▶ **Goal of the exercise**
State how many lines of the records below contain the string "calm". Treat uppercase and lowercase as different, and give only the number.

▶ **Records provided**

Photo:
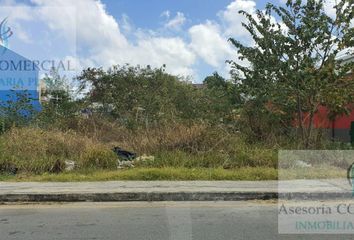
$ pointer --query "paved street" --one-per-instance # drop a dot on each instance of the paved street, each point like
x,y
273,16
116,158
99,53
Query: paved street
x,y
133,221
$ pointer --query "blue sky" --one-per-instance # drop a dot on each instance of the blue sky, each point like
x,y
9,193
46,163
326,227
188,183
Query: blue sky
x,y
189,36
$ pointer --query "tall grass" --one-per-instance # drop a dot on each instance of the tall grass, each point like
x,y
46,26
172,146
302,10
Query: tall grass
x,y
37,151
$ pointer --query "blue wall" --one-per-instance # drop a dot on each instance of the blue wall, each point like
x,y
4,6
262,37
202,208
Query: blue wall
x,y
18,75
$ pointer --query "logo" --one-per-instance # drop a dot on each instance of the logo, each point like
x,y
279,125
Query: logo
x,y
5,34
350,176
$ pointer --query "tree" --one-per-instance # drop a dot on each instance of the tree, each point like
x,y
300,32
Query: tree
x,y
221,98
294,66
137,95
17,111
58,103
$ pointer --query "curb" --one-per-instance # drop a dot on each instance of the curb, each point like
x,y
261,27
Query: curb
x,y
141,196
172,196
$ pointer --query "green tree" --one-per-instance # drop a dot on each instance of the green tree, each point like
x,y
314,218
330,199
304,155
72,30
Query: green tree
x,y
221,98
294,66
137,95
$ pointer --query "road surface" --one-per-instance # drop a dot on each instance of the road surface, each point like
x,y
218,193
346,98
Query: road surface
x,y
134,221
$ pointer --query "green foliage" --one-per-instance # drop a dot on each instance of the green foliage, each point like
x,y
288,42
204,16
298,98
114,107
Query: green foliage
x,y
294,67
221,99
142,96
58,105
16,111
99,157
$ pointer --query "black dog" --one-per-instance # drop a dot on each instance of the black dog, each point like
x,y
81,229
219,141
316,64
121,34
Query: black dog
x,y
123,154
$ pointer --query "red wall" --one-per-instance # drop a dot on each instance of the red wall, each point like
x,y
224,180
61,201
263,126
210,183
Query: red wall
x,y
341,122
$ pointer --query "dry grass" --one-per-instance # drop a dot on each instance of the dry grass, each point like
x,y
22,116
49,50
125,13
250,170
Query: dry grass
x,y
154,174
36,151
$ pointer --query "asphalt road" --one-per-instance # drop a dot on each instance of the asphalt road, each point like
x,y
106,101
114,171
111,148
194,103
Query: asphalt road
x,y
135,221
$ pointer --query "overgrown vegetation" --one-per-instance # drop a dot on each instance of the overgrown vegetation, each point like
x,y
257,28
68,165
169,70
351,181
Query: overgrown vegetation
x,y
227,129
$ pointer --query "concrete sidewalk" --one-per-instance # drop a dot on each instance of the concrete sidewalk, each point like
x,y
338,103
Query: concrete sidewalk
x,y
173,190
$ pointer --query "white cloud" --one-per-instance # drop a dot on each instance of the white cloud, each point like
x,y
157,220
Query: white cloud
x,y
166,14
233,20
102,40
329,8
207,41
177,22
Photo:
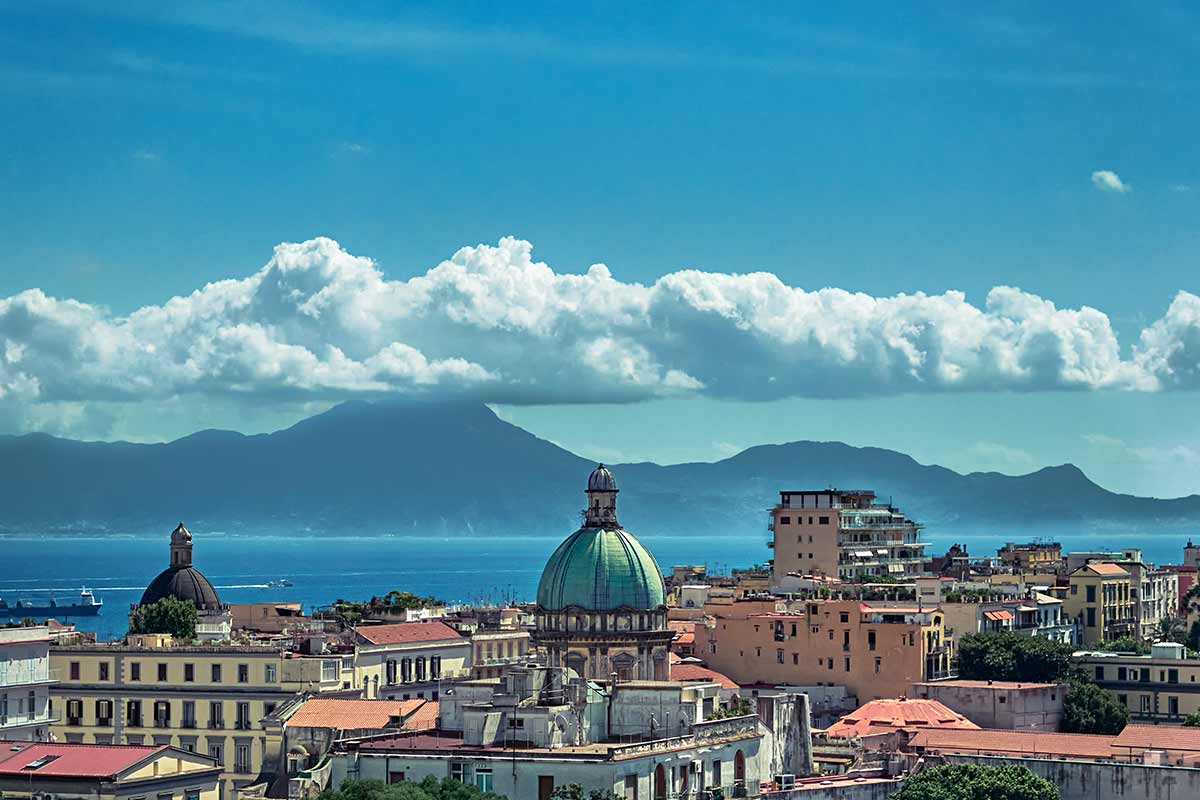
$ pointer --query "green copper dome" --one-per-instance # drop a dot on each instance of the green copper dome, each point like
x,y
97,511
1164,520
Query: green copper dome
x,y
600,570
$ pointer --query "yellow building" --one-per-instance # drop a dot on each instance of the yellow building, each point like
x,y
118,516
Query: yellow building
x,y
67,771
207,699
1099,600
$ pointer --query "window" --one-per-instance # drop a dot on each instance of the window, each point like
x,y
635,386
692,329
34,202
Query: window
x,y
243,716
162,714
241,758
105,714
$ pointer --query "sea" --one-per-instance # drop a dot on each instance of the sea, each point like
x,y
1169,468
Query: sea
x,y
456,569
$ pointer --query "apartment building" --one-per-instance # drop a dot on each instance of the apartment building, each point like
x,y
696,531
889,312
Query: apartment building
x,y
493,651
1031,614
1155,594
1031,557
65,771
847,535
408,660
873,649
1163,686
1099,597
209,698
25,680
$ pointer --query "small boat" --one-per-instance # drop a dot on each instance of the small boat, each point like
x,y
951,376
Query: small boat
x,y
87,606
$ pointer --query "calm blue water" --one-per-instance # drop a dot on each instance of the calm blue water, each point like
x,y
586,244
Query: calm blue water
x,y
459,570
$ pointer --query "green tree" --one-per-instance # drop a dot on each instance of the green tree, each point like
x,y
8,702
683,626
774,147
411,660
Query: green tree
x,y
1091,709
1011,656
976,782
166,615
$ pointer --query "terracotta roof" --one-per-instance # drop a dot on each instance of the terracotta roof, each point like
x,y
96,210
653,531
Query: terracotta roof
x,y
405,632
1159,738
987,740
987,684
1104,569
71,759
887,715
351,715
689,673
425,719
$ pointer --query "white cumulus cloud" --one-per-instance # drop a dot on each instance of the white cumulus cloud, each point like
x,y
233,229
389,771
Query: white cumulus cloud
x,y
493,324
1109,181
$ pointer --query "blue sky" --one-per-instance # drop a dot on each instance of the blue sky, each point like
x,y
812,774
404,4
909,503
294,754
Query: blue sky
x,y
881,149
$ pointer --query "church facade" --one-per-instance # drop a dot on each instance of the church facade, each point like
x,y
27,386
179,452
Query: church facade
x,y
601,603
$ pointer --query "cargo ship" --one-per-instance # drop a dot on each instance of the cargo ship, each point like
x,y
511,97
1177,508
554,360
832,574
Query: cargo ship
x,y
87,606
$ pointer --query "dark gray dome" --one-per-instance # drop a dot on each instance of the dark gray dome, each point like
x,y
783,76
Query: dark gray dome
x,y
601,480
183,583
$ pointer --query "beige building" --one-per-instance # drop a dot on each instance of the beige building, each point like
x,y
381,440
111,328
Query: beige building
x,y
1031,557
209,699
847,535
408,660
999,703
65,771
1099,599
1163,686
874,650
493,651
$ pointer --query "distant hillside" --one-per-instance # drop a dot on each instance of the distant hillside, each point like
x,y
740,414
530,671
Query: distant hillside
x,y
390,468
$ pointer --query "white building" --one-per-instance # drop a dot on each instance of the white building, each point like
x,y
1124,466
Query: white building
x,y
408,660
25,680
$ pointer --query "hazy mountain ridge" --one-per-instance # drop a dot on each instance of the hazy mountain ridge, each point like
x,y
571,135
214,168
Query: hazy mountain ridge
x,y
387,468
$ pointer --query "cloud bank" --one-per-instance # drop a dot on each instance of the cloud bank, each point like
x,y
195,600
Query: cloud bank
x,y
491,323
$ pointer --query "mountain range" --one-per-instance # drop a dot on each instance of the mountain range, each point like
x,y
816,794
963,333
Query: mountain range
x,y
447,469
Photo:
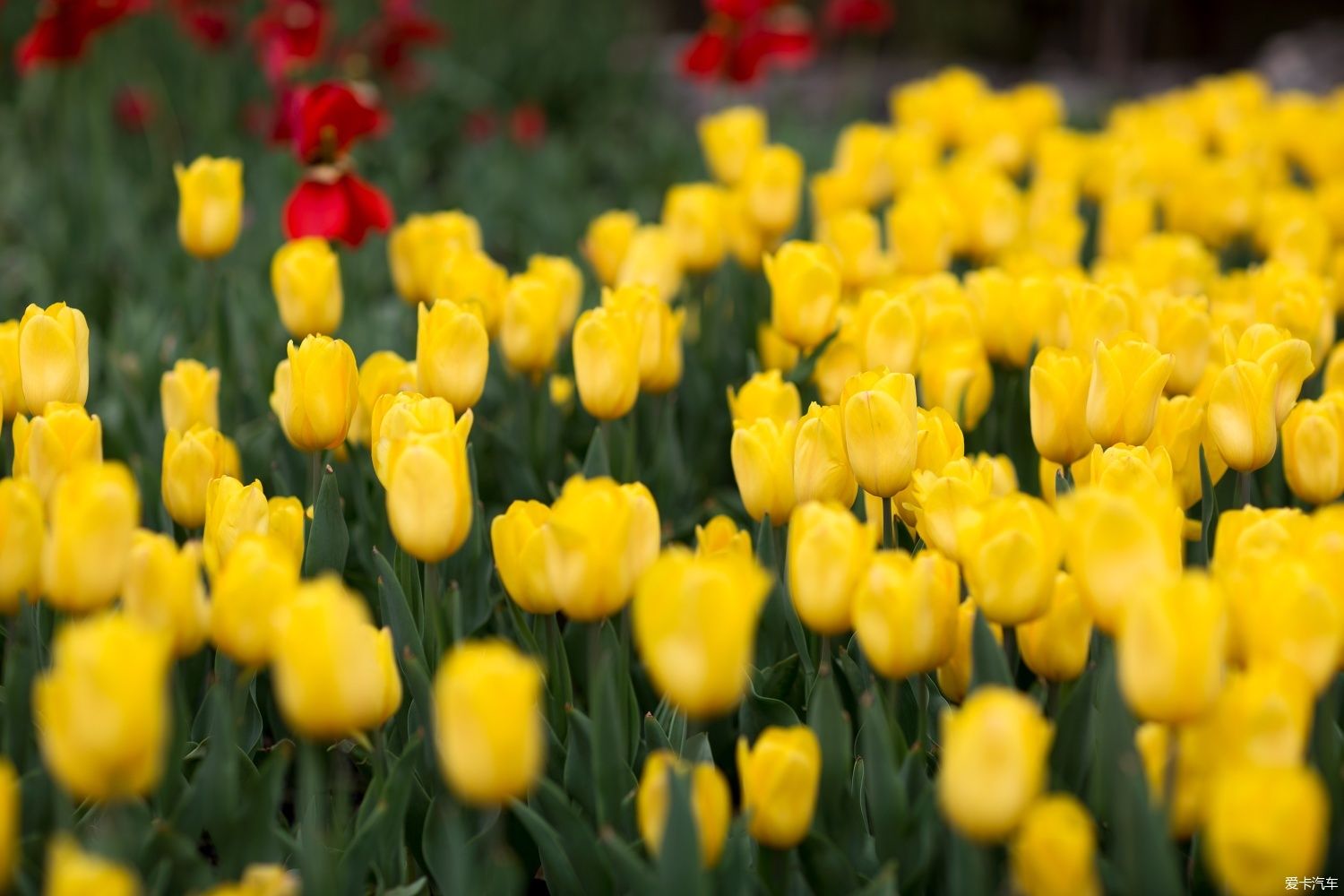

▶ **Task response**
2